Task prompt: Report every line in the data below that contains the string "race", copying each such line in full. Case counts.

Records to use:

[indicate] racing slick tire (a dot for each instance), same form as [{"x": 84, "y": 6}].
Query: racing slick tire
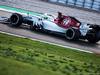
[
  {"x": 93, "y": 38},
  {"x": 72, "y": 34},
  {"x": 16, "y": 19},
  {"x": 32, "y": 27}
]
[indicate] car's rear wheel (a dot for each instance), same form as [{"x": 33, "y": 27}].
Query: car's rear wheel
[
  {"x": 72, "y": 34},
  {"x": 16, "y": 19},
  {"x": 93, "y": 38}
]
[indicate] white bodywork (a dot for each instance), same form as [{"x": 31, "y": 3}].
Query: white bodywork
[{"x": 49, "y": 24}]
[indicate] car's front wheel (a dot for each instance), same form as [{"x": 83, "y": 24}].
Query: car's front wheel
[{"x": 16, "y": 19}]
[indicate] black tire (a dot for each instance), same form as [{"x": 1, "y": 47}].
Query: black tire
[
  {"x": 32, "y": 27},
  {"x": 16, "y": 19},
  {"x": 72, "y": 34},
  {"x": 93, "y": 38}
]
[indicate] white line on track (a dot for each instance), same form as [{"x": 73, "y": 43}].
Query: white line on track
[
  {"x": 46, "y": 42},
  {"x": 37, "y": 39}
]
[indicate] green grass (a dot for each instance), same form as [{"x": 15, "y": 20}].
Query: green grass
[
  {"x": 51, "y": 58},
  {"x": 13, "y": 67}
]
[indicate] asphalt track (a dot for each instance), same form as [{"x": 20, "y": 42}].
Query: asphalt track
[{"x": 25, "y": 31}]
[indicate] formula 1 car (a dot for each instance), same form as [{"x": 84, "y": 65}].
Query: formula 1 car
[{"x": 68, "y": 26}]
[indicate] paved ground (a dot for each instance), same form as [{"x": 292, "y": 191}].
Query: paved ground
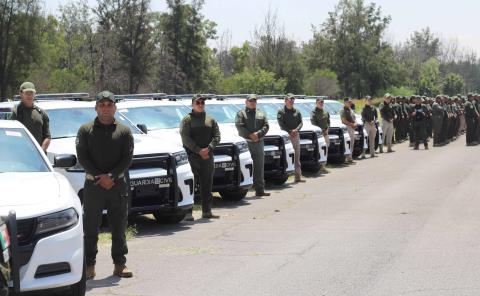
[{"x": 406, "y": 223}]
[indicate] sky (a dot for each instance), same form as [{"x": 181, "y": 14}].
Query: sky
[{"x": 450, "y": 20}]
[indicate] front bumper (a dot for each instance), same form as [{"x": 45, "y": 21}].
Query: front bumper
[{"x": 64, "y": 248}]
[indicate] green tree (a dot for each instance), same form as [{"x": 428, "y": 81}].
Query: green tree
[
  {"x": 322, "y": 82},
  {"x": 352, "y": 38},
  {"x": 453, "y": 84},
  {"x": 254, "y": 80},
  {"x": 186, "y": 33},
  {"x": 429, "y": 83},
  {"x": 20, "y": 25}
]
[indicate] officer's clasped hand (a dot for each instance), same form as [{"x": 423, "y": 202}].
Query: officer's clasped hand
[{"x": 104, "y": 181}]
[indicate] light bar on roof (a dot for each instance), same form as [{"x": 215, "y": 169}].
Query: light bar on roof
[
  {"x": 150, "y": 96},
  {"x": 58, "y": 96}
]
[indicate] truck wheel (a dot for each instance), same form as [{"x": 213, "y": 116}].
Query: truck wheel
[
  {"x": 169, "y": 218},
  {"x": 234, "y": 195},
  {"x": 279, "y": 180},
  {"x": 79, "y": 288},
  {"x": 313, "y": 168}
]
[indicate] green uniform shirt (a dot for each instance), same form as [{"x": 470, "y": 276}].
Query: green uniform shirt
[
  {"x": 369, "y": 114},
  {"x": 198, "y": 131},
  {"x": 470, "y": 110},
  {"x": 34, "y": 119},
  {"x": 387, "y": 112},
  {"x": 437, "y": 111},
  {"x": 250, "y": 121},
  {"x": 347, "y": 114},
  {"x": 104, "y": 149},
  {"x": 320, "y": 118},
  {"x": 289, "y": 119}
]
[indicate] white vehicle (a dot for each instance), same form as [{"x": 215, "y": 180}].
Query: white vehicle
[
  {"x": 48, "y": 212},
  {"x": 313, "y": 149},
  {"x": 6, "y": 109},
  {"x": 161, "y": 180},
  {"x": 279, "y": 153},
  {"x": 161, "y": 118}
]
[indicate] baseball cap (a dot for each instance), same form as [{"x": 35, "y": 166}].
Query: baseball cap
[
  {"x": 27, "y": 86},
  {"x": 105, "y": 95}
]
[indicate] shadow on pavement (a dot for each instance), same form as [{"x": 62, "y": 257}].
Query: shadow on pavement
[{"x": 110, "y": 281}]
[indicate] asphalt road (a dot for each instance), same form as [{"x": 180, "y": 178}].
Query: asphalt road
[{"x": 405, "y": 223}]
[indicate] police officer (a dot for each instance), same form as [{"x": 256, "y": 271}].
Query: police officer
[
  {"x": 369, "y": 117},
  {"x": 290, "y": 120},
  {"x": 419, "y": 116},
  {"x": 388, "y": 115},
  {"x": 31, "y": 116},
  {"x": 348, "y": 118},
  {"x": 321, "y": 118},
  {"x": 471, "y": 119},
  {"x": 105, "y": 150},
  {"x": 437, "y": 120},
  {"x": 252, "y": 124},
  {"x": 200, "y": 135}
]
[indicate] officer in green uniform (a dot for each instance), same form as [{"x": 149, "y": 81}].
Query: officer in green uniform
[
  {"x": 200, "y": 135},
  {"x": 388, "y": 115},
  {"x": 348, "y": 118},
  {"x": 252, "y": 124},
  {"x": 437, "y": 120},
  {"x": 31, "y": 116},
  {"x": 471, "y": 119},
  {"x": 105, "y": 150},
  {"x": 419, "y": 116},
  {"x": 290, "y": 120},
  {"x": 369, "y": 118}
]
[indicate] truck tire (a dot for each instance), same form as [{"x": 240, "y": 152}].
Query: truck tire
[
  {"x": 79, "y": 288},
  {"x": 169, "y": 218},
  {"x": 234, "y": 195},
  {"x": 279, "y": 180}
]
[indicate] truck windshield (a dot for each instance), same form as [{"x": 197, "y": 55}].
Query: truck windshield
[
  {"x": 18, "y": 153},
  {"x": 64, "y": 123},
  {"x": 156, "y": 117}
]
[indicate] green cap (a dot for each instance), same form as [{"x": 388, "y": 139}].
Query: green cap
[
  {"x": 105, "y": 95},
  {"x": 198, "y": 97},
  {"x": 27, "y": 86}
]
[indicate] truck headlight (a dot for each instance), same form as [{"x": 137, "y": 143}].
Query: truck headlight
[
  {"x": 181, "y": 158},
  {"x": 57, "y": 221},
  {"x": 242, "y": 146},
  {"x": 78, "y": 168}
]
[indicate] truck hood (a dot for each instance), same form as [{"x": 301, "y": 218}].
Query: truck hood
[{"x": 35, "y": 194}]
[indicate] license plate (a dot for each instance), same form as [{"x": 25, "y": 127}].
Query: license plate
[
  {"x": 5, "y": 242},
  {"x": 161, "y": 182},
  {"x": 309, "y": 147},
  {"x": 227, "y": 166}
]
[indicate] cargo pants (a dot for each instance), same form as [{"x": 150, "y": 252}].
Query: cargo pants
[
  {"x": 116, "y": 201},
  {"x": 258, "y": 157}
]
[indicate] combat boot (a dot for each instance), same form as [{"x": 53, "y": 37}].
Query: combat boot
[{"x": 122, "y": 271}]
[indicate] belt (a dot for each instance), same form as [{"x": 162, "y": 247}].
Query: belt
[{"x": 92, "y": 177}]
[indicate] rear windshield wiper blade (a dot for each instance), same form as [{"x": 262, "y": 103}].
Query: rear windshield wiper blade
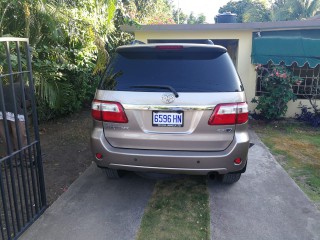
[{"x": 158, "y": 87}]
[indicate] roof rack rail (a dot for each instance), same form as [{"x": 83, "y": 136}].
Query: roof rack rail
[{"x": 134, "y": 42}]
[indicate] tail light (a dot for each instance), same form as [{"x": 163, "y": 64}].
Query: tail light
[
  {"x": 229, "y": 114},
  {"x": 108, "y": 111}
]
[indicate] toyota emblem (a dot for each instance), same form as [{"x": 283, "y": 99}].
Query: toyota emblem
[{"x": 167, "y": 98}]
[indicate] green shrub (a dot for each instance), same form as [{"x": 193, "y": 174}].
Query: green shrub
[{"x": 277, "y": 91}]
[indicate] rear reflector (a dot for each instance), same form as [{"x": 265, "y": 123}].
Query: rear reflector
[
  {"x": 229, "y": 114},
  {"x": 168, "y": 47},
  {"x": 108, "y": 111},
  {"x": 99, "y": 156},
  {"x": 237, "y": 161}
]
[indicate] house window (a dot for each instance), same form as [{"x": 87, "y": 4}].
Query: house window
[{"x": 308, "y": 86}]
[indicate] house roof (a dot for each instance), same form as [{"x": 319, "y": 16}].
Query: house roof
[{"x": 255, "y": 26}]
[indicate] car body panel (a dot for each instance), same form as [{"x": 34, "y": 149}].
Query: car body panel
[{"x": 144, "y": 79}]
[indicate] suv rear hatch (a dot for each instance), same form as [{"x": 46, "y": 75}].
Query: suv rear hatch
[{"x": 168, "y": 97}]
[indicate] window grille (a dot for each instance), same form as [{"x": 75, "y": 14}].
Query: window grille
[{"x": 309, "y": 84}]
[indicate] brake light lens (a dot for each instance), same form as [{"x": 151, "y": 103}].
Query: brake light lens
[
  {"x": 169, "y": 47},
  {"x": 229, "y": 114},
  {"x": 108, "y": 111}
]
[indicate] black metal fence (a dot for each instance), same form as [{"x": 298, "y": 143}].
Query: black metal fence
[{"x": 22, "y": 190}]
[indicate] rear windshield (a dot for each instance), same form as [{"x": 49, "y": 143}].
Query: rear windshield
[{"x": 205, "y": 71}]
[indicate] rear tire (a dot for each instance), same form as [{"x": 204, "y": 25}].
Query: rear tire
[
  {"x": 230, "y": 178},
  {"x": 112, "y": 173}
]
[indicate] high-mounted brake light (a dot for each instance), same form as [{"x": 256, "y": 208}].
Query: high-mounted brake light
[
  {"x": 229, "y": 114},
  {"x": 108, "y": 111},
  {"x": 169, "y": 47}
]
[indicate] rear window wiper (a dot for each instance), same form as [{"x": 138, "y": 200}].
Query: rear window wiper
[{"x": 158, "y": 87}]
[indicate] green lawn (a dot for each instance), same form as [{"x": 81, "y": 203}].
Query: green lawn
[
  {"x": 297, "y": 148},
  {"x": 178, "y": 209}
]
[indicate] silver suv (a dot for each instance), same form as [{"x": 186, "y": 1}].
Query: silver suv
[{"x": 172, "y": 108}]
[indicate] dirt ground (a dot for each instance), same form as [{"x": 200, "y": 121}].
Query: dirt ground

---

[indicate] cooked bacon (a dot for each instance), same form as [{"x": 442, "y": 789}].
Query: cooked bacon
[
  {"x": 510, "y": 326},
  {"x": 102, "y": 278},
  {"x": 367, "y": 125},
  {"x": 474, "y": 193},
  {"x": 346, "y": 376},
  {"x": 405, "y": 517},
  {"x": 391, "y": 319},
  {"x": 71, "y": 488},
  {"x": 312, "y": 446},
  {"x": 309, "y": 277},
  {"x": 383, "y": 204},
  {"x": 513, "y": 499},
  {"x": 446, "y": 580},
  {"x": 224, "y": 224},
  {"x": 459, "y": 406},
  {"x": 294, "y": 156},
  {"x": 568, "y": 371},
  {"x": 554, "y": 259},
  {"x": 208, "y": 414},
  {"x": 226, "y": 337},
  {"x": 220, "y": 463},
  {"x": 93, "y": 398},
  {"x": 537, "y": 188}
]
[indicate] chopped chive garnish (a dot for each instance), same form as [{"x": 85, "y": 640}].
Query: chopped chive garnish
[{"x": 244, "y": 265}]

* * *

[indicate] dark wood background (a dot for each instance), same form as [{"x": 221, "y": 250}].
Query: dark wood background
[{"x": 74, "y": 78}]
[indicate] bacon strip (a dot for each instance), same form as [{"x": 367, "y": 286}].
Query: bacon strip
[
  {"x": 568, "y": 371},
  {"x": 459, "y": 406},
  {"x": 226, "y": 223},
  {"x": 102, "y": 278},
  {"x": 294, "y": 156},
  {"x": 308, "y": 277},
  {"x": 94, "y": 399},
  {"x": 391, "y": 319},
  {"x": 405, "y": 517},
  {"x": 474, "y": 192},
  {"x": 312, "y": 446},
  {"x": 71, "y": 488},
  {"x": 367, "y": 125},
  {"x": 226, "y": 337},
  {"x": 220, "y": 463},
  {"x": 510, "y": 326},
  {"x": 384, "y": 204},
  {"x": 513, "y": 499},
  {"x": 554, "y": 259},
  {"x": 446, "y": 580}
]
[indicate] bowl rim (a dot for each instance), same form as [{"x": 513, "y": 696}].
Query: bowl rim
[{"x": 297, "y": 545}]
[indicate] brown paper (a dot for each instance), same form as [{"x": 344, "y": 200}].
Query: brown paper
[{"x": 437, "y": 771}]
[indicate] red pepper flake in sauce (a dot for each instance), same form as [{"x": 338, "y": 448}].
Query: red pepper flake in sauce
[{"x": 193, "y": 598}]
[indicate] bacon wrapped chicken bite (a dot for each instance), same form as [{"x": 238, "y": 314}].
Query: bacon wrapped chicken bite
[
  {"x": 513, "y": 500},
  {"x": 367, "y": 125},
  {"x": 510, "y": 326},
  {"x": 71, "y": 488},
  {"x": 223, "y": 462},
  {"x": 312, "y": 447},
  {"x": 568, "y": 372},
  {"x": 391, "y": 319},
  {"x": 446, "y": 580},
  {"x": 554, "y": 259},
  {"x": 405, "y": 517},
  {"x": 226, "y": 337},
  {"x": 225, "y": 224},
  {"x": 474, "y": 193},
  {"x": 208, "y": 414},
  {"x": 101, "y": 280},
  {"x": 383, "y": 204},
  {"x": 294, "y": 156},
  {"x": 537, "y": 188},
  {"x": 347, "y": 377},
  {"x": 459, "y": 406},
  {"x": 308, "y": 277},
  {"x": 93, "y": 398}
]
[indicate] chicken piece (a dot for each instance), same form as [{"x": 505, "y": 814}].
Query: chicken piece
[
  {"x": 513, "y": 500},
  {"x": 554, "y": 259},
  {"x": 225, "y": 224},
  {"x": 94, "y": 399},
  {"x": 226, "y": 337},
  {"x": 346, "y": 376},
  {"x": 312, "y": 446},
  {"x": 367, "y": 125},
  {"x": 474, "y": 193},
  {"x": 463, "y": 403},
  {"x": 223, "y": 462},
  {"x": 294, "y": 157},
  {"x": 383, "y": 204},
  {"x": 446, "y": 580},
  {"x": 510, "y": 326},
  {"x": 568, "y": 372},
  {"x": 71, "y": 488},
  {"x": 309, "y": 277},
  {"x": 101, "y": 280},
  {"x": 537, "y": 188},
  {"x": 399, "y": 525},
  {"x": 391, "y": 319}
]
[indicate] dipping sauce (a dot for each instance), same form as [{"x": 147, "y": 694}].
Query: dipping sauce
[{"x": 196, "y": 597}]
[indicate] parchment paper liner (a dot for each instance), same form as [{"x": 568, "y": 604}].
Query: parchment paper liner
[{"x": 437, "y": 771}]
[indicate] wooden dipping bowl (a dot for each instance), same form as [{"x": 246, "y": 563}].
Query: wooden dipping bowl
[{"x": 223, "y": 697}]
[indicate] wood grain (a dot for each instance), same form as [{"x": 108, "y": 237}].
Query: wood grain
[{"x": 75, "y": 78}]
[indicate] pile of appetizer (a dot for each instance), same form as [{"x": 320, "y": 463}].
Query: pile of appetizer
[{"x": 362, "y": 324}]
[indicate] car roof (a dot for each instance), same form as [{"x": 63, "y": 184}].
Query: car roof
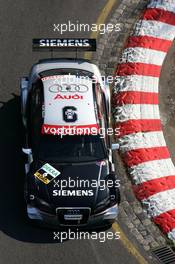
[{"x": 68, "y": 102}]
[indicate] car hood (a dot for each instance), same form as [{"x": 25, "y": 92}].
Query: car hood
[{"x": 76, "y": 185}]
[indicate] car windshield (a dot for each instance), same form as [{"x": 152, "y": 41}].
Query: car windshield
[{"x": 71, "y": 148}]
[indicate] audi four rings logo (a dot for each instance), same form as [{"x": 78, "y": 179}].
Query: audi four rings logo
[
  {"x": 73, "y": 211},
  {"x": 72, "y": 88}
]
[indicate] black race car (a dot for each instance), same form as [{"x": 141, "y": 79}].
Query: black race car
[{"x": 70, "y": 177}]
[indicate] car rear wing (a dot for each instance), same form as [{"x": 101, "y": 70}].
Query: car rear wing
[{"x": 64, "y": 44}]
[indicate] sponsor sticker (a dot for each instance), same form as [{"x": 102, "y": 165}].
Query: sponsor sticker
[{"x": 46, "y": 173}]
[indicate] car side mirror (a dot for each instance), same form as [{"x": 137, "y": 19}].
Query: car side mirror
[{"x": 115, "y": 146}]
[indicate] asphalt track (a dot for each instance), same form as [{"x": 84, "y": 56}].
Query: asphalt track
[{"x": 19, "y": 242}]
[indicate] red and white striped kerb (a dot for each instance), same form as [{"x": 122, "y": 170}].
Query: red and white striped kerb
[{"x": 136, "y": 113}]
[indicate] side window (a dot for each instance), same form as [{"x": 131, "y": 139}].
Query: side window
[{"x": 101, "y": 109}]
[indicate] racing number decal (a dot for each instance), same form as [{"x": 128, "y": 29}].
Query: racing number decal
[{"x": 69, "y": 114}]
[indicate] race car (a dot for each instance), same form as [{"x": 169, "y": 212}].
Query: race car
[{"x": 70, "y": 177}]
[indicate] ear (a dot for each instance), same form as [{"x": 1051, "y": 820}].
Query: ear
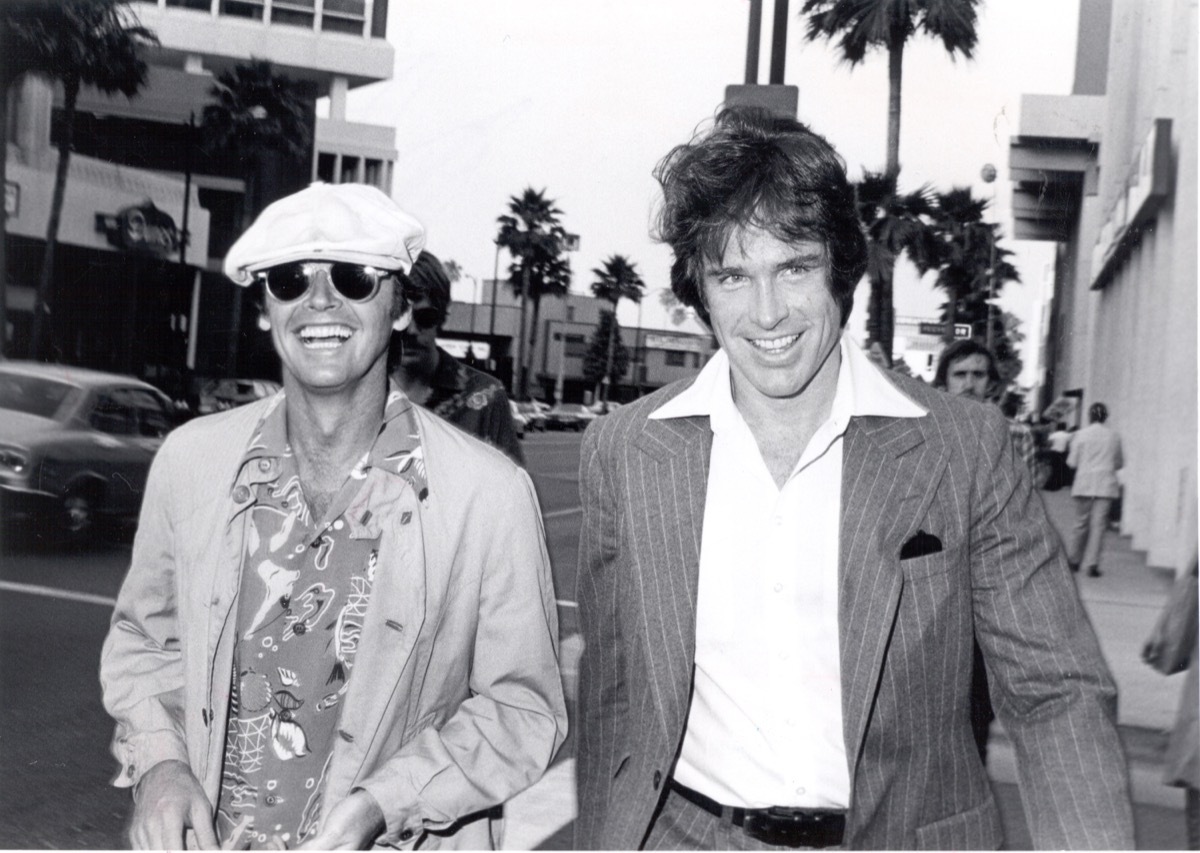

Right answer:
[indicate] black race car (a dot for each instance), same form as [{"x": 141, "y": 79}].
Query: black race car
[indicate] race car (a dot for each instance), same form as [{"x": 169, "y": 212}].
Query: race car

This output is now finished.